TEXT SHOWN:

In Psychological Perspectives, 2016, Vol. 59, #4, pp. 490-508
Conclusion:
Jung (like Freud) saw himself as a scientist and was
constantly incorporating new ideas from other fields such as linguistics,
anthropology, physics, Gnosticism, and alchemy.
In fact, Jung has been referred to as a bricoler - a French word that refers to someone who pieces things
together from a variety of sources. I
believe Jung, if he were alive today, would have embraced the recent findings
from infant observation, neurosciences, attachment research, and trauma
research just as he did with Fordham’s early forays into child analysis. I would challenge us to consider whether we
want to suspend progress in Analytical Psychology, preserving it in the “just
so” state we’ve become comfortable with.
I believe our task as Jungians is to re-evaluate, re-cast,
re-interpret Jung’s ideas in light of knowledge from other fields – just as
Jung did in developing his conceptual framework originally. But we have to be
in dialogue with other fields and have an understanding of their findings in
order for this to occur. I believe we have a responsibility to the scientific
method which shaped and informed Jung’s inquiries; a responsibility to peer
more deeply into the relationship between brain and mind and between soma and
psyche; into the psychological and neurological underpinnings of conscious and
unconscious processes; to seriously evaluate Jung's typological model in light
of current neurological and cognitive sciences; and inform our candidates about
the current theoretical debate occurring between those holding apriori
positions on the nature of archetypal experience and those who now postulate
archetypal experience as emergent
phenomena.

DATA TO EXAMINE:
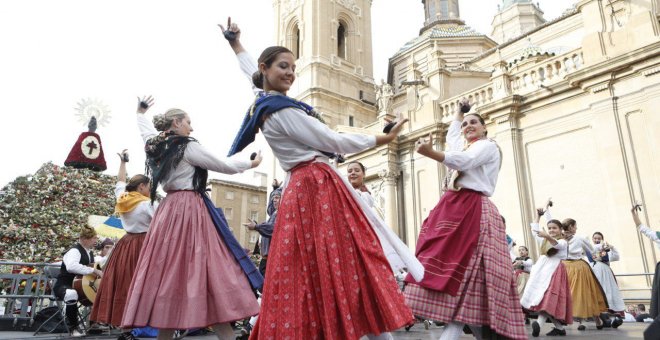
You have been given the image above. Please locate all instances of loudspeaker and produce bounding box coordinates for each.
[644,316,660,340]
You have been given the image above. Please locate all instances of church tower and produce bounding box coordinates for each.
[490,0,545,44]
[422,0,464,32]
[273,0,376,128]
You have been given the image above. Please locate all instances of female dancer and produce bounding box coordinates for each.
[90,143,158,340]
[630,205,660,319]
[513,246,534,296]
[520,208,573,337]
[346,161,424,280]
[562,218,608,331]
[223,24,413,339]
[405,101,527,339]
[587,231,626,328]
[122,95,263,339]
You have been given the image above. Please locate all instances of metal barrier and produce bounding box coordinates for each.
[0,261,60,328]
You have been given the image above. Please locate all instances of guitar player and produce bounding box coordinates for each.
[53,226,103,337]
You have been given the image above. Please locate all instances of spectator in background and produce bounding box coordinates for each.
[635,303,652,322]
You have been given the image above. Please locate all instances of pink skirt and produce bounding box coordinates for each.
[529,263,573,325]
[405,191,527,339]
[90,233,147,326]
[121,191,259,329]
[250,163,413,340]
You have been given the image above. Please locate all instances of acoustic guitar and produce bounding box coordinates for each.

WHAT YOU WILL DO:
1 > Render this sentence from the conclusion on Jung into Spanish: "But we have to be in dialogue with other fields and have an understanding of their findings in order for this to occur."
2 > Carry the conclusion on Jung forward from its final sentence with a few more sentences in the same voice.

ANSWERS IN ORDER:
1 > Pero tenemos que estar en diálogo con otros campos y tener una comprensión de sus hallazgos para que esto ocurra.

2 >
Ultimately, scientific empiricism
can’t study or evaluate all of the elements of Analytical Psychology. Many
elements of our field can’t be sufficiently operationally defined in a manner
that would allow study through the scientific vertex. But there are many
elements of Analytical Psychology which can be examined through a scientific
lens - a process by which we can deepen our confidence in our methods and
theories, gain a deeper understanding of why certain methods work, and
occasionally a casting off or remaking of certain theories or practices which
can’t be supported from a scientific perspective. We can’t afford to cast off
empiricism out of a preference for subjectivism if Analytical Psychology is to
survive another 100 years as something other than a well preserved museum
piece.
Many fields of scientific inquiry
have moved towards the positions advocated by Jung while at the same time
adding many new insights it wasn’t possible for Jung to imagine despite his
incredible breadth of vision. We do have Jungians among us who are engaged with
the scientific community. There are a small cadre of others trying to bring
Analytical Psychology into dialogue with contemporary science, including Mario
Jacoby, George Hogenson, Joseph Cambray, Jean Knox, Margaret Wilkinson, John
Merchant, Robert Romanyshyn, David Rosen, Christian Roesler, and John Haule.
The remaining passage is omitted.